Records provided
※
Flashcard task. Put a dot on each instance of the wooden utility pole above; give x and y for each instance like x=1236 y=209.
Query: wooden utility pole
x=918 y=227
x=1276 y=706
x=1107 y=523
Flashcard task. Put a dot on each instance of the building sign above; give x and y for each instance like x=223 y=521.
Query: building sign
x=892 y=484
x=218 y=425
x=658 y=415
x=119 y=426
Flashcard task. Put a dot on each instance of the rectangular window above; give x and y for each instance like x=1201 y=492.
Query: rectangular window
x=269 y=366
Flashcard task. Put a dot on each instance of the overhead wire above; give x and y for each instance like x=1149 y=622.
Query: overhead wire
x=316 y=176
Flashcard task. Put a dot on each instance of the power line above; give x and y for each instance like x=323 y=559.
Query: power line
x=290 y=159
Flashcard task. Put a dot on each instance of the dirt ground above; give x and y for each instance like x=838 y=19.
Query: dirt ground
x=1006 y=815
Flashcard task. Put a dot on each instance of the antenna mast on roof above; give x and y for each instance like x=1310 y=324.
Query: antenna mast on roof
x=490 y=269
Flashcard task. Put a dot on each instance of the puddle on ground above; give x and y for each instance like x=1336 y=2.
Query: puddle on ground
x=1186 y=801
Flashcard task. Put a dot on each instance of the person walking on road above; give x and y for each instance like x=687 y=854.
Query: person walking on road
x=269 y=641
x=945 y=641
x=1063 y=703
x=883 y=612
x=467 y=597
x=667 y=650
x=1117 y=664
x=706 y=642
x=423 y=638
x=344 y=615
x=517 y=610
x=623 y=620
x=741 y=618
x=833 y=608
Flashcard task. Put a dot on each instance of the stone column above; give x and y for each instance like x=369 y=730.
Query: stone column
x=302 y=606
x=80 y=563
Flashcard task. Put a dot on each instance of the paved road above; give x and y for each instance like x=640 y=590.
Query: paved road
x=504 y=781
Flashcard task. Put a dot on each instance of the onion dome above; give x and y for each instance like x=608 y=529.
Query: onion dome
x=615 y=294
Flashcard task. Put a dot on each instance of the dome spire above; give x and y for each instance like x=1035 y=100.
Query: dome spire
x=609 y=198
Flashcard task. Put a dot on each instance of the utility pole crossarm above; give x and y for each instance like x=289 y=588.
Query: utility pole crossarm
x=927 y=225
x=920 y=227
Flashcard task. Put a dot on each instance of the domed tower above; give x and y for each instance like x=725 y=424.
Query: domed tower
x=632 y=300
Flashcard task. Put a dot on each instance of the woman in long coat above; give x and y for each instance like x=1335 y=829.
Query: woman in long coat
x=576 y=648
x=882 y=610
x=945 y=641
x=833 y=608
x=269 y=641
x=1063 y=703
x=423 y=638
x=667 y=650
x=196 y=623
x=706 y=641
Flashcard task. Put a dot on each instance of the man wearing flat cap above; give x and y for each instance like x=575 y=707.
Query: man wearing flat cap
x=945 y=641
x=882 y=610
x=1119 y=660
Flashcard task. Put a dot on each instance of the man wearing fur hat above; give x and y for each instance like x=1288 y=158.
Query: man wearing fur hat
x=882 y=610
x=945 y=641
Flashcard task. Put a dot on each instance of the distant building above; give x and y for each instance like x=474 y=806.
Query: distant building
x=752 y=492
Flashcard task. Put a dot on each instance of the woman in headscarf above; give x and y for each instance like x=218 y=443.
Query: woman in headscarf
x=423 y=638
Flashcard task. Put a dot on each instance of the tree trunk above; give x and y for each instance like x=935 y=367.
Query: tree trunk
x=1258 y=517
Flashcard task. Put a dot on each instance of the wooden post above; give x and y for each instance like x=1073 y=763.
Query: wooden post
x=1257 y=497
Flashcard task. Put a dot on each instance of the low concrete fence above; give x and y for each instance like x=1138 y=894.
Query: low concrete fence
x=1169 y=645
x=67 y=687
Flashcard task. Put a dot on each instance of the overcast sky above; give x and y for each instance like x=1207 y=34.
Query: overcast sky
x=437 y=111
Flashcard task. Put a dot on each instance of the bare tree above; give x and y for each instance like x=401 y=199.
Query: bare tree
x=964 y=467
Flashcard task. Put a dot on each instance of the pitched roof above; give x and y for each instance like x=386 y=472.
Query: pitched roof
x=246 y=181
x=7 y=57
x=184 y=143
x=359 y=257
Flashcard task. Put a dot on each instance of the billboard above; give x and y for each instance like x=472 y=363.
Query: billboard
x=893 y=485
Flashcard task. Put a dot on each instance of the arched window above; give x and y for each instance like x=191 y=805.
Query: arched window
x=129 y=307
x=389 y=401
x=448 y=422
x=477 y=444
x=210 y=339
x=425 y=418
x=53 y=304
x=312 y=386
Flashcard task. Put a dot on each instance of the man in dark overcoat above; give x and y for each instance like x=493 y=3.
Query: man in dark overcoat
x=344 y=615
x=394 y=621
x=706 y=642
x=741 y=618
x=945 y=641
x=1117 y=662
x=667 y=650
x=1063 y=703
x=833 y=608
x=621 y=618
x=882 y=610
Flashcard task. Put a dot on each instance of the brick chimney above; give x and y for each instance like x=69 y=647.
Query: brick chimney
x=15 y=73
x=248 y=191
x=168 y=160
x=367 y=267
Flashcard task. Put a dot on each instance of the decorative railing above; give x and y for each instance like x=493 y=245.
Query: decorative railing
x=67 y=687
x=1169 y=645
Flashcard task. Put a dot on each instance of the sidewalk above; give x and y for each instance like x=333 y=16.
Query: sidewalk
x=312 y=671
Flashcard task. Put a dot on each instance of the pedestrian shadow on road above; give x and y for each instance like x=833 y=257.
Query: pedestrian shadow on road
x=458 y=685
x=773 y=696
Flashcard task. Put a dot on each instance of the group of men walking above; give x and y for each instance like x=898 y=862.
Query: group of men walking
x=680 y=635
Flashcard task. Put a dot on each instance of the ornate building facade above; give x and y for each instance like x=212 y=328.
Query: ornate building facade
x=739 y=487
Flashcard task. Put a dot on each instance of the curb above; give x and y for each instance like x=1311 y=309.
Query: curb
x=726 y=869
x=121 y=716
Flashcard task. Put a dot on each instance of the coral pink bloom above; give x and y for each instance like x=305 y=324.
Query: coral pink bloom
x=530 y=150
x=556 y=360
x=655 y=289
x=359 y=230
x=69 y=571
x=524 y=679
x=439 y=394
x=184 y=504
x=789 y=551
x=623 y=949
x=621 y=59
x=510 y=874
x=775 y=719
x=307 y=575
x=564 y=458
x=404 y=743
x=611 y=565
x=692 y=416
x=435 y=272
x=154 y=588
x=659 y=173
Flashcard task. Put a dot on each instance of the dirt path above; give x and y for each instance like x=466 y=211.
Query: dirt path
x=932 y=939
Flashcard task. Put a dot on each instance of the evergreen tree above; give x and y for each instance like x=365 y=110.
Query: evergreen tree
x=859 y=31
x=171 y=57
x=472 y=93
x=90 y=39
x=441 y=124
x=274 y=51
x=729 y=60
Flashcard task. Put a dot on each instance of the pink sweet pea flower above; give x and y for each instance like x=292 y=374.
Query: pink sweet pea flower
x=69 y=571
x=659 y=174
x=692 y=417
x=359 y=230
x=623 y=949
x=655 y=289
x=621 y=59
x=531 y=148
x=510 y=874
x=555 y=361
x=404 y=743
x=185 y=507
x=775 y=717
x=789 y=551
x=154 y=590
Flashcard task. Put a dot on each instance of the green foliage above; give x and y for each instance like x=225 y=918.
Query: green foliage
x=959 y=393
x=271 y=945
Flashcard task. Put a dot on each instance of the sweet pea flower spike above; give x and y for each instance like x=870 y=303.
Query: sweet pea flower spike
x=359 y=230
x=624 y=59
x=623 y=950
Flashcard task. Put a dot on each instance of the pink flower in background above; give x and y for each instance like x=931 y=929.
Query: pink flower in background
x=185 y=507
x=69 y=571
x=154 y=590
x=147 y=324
※
Problem to solve
Put every line of the material above into a JSON list of strings, with one string for each line. Leave out any blank lines.

Solution below
[
  "Flashcard task. Put a dot on each instance of the wooden utility pole above; give x and y for each instance like x=1236 y=209.",
  "Query: wooden utility pole",
  "x=918 y=227",
  "x=1276 y=706",
  "x=1107 y=523",
  "Flashcard task. Put a dot on each instance of the building sign above; give x and y for each instance like x=223 y=521.",
  "Query: building sign",
  "x=892 y=484",
  "x=218 y=425",
  "x=658 y=415",
  "x=119 y=426",
  "Flashcard task. Put a dot on each instance of the rectangular window above; give x and y for each instance like x=1201 y=492.",
  "Query: rectangular window",
  "x=269 y=366",
  "Flashcard task. Put a dot on each instance of the overhead wire above; give x and y for each instance like x=1149 y=622.",
  "Query: overhead wire",
  "x=316 y=176",
  "Flashcard task. Put a dot on each instance of the power line above; give x and y for each instance like x=323 y=559.",
  "Query: power line",
  "x=290 y=159",
  "Flashcard task. Put a dot on each instance of the dirt ground above; give x and y for each instance like x=838 y=19.",
  "Query: dirt ground",
  "x=1006 y=815",
  "Flashcard task. Put a dot on each instance of the antenna mast on roof above; give x and y for each instance like x=1310 y=324.",
  "Query: antenna mast on roof",
  "x=490 y=269",
  "Flashcard task. Put a dot on each instance of the puddle on ground above; give x and y for each instance like x=1336 y=2.",
  "Query: puddle on ground",
  "x=1186 y=801",
  "Flashcard task. Put a dot on each instance of the person walking on road above; give x and y for each instance like x=687 y=854.",
  "Query: person walking on road",
  "x=269 y=641",
  "x=945 y=641",
  "x=1063 y=703",
  "x=883 y=612",
  "x=467 y=597",
  "x=667 y=650",
  "x=1117 y=664",
  "x=706 y=642",
  "x=423 y=638",
  "x=344 y=615",
  "x=517 y=610",
  "x=623 y=620",
  "x=741 y=618",
  "x=833 y=608",
  "Flashcard task. Put a dot on each instance of the stone column above; give x and y for each instance like x=369 y=730.",
  "Query: stone column",
  "x=302 y=606",
  "x=80 y=563",
  "Flashcard task. Put a dot on each instance of the paved road above; give x and y for each instance like x=640 y=590.",
  "Query: paved road",
  "x=504 y=781",
  "Flashcard task. Put a dot on each instance of the onion dome above; give x and y for each instance like x=608 y=529.",
  "Query: onion dome",
  "x=615 y=294",
  "Flashcard task. Put a dot on each instance of the dome spire above; give x and y for each instance like x=1035 y=100.",
  "Query: dome spire",
  "x=609 y=198",
  "Flashcard task. Put a dot on each instance of the utility pole crossarm above; give x and y for each instance like x=289 y=588.",
  "Query: utility pole crossarm",
  "x=927 y=225",
  "x=920 y=227",
  "Flashcard task. Put a dot on each instance of the domed tower above; give x and y for each instance like x=725 y=424.",
  "Query: domed tower",
  "x=632 y=300",
  "Flashcard task. Put a dot on each instance of the woman in long coat above; give x and y for each instance like x=1335 y=829.",
  "Query: woman in long coat",
  "x=576 y=648",
  "x=882 y=610",
  "x=945 y=641",
  "x=833 y=608",
  "x=269 y=641",
  "x=1063 y=703",
  "x=423 y=638",
  "x=667 y=650",
  "x=196 y=623",
  "x=706 y=641",
  "Flashcard task. Put a dot on each instance of the man wearing flat cap above; give x and y for each instance like x=575 y=707.",
  "Query: man wearing flat cap",
  "x=945 y=641",
  "x=882 y=610",
  "x=1119 y=660",
  "Flashcard task. Put a dot on each instance of the man wearing fur hat above; give x and y for each instance like x=1288 y=158.",
  "Query: man wearing fur hat",
  "x=882 y=610",
  "x=945 y=641",
  "Flashcard task. Put a dot on each instance of the distant building above; give x and y for each instance like x=474 y=806.",
  "Query: distant building",
  "x=752 y=492",
  "Flashcard task. Put a dot on each instance of the woman in headscarf above; give x and y for each instance like x=218 y=443.",
  "Query: woman in headscarf",
  "x=423 y=638",
  "Flashcard task. Put a dot on each instance of the tree trunk above; give x and y for each instance like x=935 y=367.",
  "Query: tree trunk",
  "x=1258 y=517",
  "Flashcard task. Put a dot on each instance of the wooden post above; give x and y for each instance like x=1073 y=763.",
  "Query: wooden post",
  "x=1257 y=497",
  "Flashcard task. Put a dot on each instance of the low concrete fence above; give x and y for each instance like x=1138 y=894.",
  "Query: low concrete fence",
  "x=1169 y=645",
  "x=67 y=687",
  "Flashcard task. Put a dot on each instance of the overcast sky above; give x and y for each instance like x=1207 y=34.",
  "Query: overcast sky",
  "x=437 y=111",
  "Flashcard task. Put a dot on each instance of the bare tree above; give x and y for each instance like x=401 y=199.",
  "Query: bare tree",
  "x=964 y=467",
  "Flashcard task. Put a dot on each instance of the pitched roof above; give x and y for each instance like x=386 y=472.",
  "Query: pitched roof",
  "x=246 y=181",
  "x=7 y=57",
  "x=184 y=143",
  "x=359 y=257",
  "Flashcard task. Put a dot on each instance of the billboard above; give x and y for each instance like x=472 y=363.",
  "Query: billboard",
  "x=893 y=485",
  "Flashcard task. Put a dot on each instance of the arched window above; give x and y for each instance like x=191 y=805.",
  "Query: arched window",
  "x=129 y=307",
  "x=389 y=401",
  "x=448 y=422",
  "x=477 y=444",
  "x=210 y=339",
  "x=425 y=418",
  "x=53 y=304",
  "x=312 y=386",
  "Flashcard task. Put a dot on each instance of the man in dark overcoat above; give x and y for each instance like x=493 y=3.",
  "Query: man in dark overcoat",
  "x=344 y=615",
  "x=394 y=621",
  "x=706 y=642",
  "x=741 y=618",
  "x=945 y=641",
  "x=1117 y=662",
  "x=667 y=650",
  "x=1063 y=703",
  "x=833 y=608",
  "x=621 y=618",
  "x=882 y=610",
  "Flashcard task. Put a dot on each instance of the brick chimney above; give x and y for each instance like x=69 y=647.",
  "Query: brick chimney",
  "x=15 y=73",
  "x=248 y=191",
  "x=168 y=160",
  "x=367 y=267",
  "Flashcard task. Put a dot on each instance of the decorative railing above; give x and y for each instance like x=493 y=245.",
  "Query: decorative railing",
  "x=67 y=687",
  "x=1169 y=645",
  "Flashcard task. Put a dot on each instance of the sidewalk above; give x and y for each instance like x=333 y=16.",
  "Query: sidewalk",
  "x=312 y=671",
  "Flashcard task. Put a dot on each instance of the pedestrian shadow on road above; give x and y for each instance like x=833 y=257.",
  "Query: pedestrian shadow on road",
  "x=458 y=685",
  "x=773 y=696",
  "Flashcard task. Put a dot on each instance of the group of men walking above; give x and y for each instance like x=898 y=862.",
  "Query: group of men walking",
  "x=680 y=635",
  "Flashcard task. Put a dot on each instance of the ornate building facade above; give x and y for each instance like x=212 y=328.",
  "Query: ornate building facade",
  "x=739 y=487",
  "Flashcard task. Put a dot on each instance of the curb above; give x and y for each instance like x=1311 y=309.",
  "Query: curb",
  "x=726 y=869",
  "x=121 y=716",
  "Flashcard task. Put a dot on each instance of the coral pink bloom above; give x and y for each instance like x=305 y=324.",
  "Query: coral pink bloom",
  "x=530 y=150",
  "x=556 y=360",
  "x=655 y=289",
  "x=359 y=230",
  "x=69 y=571",
  "x=524 y=679",
  "x=439 y=394",
  "x=184 y=504",
  "x=789 y=551",
  "x=623 y=949",
  "x=621 y=59",
  "x=510 y=874",
  "x=775 y=719",
  "x=307 y=575",
  "x=564 y=458",
  "x=404 y=743",
  "x=611 y=565",
  "x=692 y=416",
  "x=435 y=272",
  "x=154 y=588",
  "x=659 y=173",
  "Flashcard task. Put a dot on each instance of the dirt path above; give x and y for each instance like x=466 y=211.",
  "Query: dirt path",
  "x=932 y=939",
  "Flashcard task. Put a dot on each instance of the evergreen tree above; give x and y for each instance like x=365 y=110.",
  "Query: evergreen tree",
  "x=859 y=31",
  "x=171 y=57",
  "x=472 y=93",
  "x=90 y=39",
  "x=441 y=124",
  "x=274 y=51",
  "x=729 y=60",
  "Flashcard task. Put a dot on each instance of the pink sweet pea flower above; give x and y for each instance like x=292 y=374.",
  "Query: pink sweet pea flower",
  "x=69 y=571",
  "x=659 y=174",
  "x=692 y=417",
  "x=359 y=230",
  "x=623 y=949",
  "x=655 y=289",
  "x=621 y=59",
  "x=531 y=148",
  "x=510 y=874",
  "x=555 y=361",
  "x=404 y=743",
  "x=185 y=507",
  "x=775 y=717",
  "x=789 y=551",
  "x=154 y=590",
  "Flashcard task. Put a dot on each instance of the green foliage above; give x and y for each instance like x=225 y=918.",
  "Query: green foliage",
  "x=959 y=393",
  "x=271 y=945",
  "Flashcard task. Put a dot on each instance of the sweet pea flower spike above; give x and y for each instance like x=870 y=303.",
  "Query: sweet pea flower spike",
  "x=359 y=230",
  "x=624 y=59",
  "x=623 y=950",
  "Flashcard task. Put a dot on each instance of the pink flower in background above; give x and y for each instance like x=931 y=929.",
  "Query: pink flower in background",
  "x=185 y=507",
  "x=69 y=571",
  "x=154 y=590",
  "x=147 y=324"
]